**WORK INSTRUCTIONS**
Repeat the first line of the listing and each line after it, exactly, through the line containing "Every instance of the tree line".

── RECORDS PROVIDED

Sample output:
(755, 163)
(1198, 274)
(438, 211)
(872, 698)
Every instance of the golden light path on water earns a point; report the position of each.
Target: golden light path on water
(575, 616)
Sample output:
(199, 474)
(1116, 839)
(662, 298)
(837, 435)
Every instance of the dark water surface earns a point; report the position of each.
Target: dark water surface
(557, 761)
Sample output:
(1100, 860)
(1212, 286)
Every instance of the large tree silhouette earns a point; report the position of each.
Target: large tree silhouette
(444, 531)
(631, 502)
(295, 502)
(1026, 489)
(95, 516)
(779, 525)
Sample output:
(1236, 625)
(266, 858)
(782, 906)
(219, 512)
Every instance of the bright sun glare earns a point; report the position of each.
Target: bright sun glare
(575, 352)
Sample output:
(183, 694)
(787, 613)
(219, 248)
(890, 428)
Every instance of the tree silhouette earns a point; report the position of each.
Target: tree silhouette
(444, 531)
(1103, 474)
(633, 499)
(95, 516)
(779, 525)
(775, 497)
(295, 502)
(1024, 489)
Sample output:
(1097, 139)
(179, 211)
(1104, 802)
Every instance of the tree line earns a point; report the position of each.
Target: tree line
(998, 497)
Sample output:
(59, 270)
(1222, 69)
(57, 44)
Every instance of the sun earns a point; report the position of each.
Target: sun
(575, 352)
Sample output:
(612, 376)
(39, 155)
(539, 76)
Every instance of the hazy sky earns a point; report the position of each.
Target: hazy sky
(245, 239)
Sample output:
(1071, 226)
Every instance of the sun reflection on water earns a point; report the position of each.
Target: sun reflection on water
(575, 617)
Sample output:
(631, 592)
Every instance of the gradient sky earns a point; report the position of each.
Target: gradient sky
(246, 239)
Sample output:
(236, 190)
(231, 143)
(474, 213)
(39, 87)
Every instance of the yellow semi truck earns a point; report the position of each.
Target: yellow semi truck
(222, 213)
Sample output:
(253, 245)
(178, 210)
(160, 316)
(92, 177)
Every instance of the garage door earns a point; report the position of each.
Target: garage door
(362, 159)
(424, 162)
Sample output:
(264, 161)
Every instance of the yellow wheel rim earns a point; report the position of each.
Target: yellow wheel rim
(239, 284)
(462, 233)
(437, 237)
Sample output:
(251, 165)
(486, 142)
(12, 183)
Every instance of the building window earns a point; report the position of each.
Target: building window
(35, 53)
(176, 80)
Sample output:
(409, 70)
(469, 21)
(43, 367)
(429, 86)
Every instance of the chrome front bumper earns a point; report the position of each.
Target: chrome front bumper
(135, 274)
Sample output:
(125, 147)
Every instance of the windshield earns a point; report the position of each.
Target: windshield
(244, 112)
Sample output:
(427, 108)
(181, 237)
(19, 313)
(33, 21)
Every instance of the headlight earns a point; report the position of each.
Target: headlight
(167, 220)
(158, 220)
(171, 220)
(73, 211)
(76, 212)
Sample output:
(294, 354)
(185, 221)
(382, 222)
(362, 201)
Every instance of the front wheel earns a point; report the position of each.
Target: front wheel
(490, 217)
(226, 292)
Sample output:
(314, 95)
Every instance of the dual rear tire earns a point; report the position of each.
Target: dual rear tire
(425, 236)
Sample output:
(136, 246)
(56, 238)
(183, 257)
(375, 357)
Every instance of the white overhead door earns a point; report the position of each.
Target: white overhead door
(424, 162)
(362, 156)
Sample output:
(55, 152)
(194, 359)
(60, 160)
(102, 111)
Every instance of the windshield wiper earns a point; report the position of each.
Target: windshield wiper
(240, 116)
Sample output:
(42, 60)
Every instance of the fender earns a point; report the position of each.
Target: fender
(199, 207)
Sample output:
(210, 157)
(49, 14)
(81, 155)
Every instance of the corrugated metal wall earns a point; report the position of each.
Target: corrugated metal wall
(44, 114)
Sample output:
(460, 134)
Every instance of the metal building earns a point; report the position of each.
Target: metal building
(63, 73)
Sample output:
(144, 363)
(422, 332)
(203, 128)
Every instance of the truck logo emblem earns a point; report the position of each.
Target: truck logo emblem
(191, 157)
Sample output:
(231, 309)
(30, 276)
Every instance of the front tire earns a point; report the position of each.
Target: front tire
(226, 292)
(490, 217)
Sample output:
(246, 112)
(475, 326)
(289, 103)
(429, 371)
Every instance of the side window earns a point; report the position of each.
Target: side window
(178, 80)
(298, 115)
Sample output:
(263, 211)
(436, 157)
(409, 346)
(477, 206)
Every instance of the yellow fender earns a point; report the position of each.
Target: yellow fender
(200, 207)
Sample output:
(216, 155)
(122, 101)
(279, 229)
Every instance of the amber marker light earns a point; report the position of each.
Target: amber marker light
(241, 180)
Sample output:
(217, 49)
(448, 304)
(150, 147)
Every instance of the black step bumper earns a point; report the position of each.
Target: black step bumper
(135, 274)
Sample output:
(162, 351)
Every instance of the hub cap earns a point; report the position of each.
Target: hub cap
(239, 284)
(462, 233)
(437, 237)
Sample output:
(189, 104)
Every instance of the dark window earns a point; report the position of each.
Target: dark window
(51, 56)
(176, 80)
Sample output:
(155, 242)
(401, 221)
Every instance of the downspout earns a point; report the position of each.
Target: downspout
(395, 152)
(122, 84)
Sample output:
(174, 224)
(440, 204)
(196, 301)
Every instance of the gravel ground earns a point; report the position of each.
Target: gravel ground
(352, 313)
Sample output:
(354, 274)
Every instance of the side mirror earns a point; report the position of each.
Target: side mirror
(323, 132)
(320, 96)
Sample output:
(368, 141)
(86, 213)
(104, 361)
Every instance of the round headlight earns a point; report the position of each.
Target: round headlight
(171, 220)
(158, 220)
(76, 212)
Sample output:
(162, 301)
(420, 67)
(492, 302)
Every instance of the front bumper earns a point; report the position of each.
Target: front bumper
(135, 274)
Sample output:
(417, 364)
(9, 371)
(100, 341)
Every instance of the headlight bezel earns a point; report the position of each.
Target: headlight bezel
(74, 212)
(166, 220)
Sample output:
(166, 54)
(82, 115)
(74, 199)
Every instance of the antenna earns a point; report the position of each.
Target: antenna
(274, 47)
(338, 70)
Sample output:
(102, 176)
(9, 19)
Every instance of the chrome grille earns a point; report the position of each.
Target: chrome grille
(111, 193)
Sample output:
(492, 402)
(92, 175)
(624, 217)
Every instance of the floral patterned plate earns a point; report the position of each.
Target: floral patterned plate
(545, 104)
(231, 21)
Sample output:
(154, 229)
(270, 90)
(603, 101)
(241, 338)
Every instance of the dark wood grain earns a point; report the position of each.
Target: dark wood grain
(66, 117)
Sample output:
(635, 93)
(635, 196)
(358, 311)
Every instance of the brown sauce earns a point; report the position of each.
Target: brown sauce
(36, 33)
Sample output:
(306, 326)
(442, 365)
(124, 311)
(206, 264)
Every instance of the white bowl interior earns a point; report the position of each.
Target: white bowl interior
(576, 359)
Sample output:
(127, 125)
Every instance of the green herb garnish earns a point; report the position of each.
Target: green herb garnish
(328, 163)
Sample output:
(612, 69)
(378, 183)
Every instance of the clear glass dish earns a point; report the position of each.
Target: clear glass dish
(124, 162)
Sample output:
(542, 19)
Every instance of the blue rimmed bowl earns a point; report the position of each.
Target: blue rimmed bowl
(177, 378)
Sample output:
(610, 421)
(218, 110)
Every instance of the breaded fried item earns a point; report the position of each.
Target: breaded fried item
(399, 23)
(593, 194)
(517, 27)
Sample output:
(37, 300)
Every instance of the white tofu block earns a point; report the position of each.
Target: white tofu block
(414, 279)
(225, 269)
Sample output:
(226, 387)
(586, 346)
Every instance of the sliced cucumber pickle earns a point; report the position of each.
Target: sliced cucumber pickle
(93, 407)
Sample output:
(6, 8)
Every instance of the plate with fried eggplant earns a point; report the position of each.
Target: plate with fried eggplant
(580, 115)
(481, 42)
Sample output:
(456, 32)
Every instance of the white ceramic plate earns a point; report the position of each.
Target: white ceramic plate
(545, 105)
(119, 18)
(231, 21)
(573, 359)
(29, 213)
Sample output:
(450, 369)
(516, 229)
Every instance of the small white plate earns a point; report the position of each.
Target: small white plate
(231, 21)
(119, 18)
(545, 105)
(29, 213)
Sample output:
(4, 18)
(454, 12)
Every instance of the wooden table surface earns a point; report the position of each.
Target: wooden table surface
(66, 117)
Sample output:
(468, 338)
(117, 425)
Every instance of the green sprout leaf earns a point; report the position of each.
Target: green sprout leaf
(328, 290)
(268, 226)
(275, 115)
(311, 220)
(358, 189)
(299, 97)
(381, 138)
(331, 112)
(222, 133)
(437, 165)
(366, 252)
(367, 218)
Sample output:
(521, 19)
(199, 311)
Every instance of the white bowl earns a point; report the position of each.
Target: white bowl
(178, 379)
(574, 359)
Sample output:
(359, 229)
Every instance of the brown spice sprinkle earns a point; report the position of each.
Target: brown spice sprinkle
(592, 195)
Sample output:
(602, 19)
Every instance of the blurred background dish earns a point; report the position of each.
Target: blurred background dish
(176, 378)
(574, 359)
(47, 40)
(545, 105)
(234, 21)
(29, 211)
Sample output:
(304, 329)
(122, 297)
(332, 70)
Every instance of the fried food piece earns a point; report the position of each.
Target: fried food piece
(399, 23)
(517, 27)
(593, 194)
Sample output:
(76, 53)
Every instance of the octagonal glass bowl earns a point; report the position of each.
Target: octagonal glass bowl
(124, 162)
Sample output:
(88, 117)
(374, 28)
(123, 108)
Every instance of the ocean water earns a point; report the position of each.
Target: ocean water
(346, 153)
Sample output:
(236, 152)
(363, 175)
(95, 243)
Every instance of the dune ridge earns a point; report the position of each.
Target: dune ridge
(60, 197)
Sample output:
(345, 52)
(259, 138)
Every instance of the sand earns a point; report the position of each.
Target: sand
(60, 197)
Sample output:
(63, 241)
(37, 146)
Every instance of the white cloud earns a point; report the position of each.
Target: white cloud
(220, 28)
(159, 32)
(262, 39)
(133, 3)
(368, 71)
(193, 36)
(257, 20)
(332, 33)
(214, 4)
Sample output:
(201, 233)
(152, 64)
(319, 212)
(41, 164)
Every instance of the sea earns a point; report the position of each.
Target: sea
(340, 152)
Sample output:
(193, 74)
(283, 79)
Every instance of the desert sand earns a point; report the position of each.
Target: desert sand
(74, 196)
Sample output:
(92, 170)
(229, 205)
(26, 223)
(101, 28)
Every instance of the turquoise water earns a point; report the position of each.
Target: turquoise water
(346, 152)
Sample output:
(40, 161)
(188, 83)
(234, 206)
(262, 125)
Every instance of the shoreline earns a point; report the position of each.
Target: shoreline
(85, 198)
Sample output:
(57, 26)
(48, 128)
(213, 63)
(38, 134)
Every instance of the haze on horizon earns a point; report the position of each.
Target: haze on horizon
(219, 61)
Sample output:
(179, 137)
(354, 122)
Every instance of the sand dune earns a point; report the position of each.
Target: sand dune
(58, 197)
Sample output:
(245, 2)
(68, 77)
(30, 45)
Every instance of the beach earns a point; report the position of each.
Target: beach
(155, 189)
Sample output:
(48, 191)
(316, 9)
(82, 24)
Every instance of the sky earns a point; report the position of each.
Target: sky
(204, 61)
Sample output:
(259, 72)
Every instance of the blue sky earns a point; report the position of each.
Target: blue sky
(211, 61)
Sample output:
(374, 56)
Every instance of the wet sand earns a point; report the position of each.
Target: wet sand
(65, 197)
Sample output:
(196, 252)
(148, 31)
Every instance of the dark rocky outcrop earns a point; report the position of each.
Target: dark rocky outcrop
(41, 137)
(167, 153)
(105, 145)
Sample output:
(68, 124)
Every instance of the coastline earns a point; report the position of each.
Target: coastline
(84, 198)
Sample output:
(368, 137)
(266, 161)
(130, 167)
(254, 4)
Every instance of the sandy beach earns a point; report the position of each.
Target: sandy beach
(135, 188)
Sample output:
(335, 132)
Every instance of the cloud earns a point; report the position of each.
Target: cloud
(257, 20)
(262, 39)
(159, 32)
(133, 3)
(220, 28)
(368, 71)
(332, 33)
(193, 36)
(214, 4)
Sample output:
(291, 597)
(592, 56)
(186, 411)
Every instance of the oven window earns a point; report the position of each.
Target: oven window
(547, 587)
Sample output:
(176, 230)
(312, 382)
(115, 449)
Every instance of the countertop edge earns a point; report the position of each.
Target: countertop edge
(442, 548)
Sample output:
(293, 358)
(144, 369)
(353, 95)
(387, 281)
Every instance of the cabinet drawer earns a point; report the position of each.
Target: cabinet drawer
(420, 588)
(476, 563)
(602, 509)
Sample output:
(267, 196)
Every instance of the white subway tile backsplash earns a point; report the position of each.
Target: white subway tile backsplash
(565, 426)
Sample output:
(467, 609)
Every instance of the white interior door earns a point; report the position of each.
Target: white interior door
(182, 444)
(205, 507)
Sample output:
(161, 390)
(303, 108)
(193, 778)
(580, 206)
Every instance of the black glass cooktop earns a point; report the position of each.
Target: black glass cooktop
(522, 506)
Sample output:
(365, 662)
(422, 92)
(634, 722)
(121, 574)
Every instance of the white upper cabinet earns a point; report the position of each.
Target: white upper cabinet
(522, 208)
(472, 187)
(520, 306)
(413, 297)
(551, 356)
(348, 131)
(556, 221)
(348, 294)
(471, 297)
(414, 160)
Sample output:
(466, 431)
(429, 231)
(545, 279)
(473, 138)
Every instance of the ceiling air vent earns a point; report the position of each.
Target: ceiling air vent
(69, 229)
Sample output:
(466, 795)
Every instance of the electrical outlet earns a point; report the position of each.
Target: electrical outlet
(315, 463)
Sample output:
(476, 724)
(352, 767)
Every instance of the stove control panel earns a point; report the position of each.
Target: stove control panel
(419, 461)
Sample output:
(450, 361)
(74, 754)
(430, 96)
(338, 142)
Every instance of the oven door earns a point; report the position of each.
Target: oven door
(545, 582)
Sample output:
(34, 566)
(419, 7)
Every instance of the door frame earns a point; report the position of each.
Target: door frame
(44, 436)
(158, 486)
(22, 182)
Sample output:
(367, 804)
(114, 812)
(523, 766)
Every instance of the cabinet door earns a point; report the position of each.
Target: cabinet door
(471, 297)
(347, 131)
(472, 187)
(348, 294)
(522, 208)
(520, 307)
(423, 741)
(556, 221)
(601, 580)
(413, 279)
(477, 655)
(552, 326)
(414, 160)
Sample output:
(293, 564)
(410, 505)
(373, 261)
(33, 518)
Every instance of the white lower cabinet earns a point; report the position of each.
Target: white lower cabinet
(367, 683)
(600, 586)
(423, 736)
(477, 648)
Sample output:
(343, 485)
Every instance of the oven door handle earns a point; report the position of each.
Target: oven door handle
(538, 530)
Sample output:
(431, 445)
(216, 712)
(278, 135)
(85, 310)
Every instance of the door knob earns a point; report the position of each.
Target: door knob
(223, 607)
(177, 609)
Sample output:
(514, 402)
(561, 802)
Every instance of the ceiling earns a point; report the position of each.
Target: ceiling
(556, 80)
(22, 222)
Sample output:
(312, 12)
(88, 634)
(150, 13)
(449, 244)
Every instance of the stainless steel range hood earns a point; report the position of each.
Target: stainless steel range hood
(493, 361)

────

**THE ANSWER**
Sample output:
(755, 163)
(1198, 274)
(438, 211)
(872, 698)
Every instance of the golden light path on water earns a point; report the position of each.
Target: golden light path on water
(575, 616)
Sample output:
(199, 474)
(1116, 839)
(662, 298)
(837, 435)
Every instance of the dark water surface earns a point; report the position of each.
Target: dark water surface
(557, 761)
Sample output:
(1100, 860)
(1212, 286)
Every instance of the large tree silhouette earns a point; report the position of each.
Target: large tree silhouette
(444, 531)
(631, 502)
(295, 502)
(1026, 489)
(95, 516)
(779, 525)
Sample output:
(1236, 625)
(266, 858)
(782, 906)
(219, 512)
Every instance of the bright sun glare earns a point; report the position of each.
Target: bright sun glare
(575, 352)
Sample output:
(183, 694)
(787, 613)
(219, 248)
(890, 428)
Every instance of the tree silhouette earns a point; report the position of each.
Target: tree silhouette
(444, 531)
(1103, 474)
(633, 499)
(95, 516)
(779, 525)
(775, 497)
(295, 502)
(1024, 489)
Sample output:
(1097, 139)
(179, 211)
(1104, 802)
Every instance of the tree line earns a point; report the position of each.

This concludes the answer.